WRITTEN REQUEST. Restate word for word the lines from the one containing "point like [238,93]." through the end of the listing below, with both ends included.

MATERIAL FOR THIS EXERCISE.
..........
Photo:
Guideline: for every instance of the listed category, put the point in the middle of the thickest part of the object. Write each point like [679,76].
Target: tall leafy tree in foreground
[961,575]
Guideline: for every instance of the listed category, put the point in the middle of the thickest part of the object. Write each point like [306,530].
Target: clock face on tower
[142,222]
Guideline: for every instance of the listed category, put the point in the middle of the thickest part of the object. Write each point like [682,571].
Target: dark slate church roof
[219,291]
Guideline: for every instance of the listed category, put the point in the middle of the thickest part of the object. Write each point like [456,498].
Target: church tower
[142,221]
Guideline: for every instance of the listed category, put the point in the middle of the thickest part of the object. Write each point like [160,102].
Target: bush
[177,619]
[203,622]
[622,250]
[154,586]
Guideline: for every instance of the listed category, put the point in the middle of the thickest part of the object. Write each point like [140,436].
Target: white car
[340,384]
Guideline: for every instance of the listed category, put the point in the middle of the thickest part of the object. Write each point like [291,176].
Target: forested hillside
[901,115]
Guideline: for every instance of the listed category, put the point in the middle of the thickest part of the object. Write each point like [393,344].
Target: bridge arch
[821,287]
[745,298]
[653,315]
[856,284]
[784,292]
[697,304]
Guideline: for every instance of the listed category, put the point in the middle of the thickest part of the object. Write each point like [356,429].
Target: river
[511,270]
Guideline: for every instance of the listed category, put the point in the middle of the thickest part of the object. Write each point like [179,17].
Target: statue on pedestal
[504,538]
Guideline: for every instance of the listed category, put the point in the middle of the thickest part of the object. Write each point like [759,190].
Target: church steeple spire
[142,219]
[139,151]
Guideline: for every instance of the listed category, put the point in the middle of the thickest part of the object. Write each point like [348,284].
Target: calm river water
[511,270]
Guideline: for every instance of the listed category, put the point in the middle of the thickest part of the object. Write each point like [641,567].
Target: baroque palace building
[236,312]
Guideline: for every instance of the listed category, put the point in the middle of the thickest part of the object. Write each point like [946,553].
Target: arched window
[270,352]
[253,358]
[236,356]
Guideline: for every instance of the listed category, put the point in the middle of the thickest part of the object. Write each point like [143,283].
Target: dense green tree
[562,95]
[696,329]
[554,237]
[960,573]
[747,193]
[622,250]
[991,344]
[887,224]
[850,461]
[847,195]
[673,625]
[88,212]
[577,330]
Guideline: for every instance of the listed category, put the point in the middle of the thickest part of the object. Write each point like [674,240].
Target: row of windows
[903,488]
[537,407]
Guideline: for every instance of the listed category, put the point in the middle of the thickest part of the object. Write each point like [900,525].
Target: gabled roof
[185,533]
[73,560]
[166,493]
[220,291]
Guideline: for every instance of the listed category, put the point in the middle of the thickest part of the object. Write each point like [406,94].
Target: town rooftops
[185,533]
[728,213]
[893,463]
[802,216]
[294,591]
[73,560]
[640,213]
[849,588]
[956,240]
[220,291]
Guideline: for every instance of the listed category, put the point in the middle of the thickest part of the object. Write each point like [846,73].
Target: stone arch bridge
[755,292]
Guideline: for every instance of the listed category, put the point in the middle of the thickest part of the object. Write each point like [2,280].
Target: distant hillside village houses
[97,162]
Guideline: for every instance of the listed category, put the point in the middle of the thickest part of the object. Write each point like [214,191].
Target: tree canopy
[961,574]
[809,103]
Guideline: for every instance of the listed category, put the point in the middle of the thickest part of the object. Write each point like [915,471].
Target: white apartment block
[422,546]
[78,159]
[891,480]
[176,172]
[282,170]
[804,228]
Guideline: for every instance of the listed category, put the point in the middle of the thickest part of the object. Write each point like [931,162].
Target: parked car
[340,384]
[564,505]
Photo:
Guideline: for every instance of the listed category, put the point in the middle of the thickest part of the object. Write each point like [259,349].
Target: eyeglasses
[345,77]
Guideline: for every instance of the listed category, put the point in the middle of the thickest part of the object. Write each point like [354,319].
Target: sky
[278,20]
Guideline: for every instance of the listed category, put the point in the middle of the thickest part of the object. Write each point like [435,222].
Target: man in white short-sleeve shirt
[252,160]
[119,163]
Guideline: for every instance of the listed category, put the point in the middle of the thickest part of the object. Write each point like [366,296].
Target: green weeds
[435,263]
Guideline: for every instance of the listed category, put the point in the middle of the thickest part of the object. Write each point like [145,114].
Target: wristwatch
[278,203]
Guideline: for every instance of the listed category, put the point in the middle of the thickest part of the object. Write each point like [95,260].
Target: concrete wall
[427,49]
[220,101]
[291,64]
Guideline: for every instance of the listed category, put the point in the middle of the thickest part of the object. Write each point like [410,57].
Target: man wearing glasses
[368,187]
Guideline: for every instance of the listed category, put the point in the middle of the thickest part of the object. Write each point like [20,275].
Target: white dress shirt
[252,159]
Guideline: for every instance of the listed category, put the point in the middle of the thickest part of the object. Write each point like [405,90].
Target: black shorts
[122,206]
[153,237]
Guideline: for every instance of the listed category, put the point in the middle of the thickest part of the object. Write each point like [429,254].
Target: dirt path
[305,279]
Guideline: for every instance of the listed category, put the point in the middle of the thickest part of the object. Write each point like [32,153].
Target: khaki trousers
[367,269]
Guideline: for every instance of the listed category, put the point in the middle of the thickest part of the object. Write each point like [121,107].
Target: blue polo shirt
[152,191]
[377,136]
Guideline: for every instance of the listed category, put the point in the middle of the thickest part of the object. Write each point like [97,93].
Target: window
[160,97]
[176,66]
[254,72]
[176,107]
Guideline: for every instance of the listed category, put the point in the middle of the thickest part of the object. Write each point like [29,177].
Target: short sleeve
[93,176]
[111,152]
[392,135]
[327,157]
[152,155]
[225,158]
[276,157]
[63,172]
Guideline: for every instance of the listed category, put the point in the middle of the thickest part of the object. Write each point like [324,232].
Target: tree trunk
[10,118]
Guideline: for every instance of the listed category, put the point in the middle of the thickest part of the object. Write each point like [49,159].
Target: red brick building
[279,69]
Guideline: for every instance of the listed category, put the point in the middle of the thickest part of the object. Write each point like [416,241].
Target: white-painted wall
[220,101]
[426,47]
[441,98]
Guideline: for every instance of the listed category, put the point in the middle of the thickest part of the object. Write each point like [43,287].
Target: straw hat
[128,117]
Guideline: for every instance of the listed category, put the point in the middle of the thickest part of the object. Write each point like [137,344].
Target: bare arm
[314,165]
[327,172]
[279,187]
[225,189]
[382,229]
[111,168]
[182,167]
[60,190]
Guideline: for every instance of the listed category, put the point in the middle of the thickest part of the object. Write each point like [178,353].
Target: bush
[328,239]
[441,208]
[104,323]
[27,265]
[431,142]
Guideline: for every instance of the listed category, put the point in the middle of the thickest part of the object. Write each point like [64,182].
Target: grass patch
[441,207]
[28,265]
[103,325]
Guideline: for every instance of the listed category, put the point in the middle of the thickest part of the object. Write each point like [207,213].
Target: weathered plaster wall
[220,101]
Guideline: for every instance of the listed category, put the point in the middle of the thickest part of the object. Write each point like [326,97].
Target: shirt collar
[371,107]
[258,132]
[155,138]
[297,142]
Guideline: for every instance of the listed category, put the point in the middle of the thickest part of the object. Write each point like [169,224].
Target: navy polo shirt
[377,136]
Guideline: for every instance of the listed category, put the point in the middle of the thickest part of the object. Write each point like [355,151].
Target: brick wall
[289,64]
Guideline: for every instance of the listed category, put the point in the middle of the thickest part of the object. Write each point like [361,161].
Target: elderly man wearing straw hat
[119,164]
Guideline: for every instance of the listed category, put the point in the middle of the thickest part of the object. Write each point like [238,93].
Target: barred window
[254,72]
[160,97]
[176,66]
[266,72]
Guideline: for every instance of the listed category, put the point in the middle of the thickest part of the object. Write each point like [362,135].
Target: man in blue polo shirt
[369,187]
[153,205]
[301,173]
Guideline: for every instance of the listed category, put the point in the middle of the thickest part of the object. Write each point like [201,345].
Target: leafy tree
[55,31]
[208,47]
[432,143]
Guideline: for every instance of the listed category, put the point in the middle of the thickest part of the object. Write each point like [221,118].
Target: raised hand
..........
OUTPUT.
Guideline: for every instance of the listed category, put the point in the middle of the thickest part of the object. Write each point like [238,93].
Target: barred window
[254,72]
[160,97]
[176,66]
[266,72]
Guideline: for every instance of the listed category, put the point in the middle of the thickest part of the object. Write each point like [362,135].
Target: man in blue polo shirt
[369,187]
[153,205]
[301,173]
Guideline: for every instance of the listed category, put the point in the middle of the thickest part of the object. Write each point like [201,345].
Target: leafy tree
[55,31]
[208,47]
[432,143]
Guideline: for every instance of the listed category, put the point in the middle of the thickest part of the object. Write each point like [221,118].
Target: raised hand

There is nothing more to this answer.